### What the exercise asks
Exactly as they appear, copy the lines from the start of the entries below to the line containing "[[50, 69], [29, 107], [82, 157], [114, 130]]", both ends included.

** Extracted material follows **

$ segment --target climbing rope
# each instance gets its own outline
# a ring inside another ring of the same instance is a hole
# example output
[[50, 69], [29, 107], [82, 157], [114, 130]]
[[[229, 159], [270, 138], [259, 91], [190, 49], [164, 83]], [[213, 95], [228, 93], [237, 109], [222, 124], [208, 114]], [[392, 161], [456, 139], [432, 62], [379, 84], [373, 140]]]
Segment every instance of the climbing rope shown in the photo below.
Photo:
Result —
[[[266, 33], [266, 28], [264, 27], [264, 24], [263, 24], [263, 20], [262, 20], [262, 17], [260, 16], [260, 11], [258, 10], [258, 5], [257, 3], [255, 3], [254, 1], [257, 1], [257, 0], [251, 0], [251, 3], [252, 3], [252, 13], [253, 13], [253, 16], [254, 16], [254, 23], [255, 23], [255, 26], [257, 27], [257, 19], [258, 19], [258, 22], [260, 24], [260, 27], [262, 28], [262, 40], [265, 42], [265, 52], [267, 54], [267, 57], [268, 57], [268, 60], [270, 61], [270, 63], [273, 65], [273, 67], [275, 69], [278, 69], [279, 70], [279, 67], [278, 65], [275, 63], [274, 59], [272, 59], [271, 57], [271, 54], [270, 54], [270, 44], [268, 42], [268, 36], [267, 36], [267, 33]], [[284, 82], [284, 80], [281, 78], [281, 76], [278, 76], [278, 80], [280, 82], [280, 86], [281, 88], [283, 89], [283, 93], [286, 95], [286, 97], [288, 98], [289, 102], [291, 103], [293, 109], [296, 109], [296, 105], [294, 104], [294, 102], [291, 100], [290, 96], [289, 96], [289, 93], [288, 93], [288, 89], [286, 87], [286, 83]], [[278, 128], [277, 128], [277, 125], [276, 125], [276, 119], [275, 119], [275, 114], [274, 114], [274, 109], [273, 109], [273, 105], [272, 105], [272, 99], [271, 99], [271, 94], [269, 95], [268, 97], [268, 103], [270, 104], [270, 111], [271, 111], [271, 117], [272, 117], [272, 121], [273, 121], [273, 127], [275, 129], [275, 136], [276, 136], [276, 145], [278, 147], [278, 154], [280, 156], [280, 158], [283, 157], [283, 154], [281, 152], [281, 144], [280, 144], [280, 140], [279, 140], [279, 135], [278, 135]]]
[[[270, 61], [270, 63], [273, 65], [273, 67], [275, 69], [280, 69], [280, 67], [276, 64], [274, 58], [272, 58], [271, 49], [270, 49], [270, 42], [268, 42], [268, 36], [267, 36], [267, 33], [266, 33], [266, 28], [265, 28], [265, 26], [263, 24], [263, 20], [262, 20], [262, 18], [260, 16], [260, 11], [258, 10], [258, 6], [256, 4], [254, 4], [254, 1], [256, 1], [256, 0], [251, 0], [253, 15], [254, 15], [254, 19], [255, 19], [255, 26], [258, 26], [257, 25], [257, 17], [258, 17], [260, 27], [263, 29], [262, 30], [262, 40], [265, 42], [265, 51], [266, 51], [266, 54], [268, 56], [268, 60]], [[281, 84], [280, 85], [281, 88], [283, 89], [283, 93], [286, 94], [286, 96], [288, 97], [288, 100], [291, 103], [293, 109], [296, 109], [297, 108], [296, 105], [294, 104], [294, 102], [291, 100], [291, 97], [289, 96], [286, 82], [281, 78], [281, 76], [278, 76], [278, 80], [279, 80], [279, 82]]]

** End of Extracted material **

### Expected output
$ segment --target climbing rope
# each instance gets its own outline
# a ring inside another ring of the same instance is a hole
# example output
[[50, 69], [29, 107], [82, 157], [114, 130]]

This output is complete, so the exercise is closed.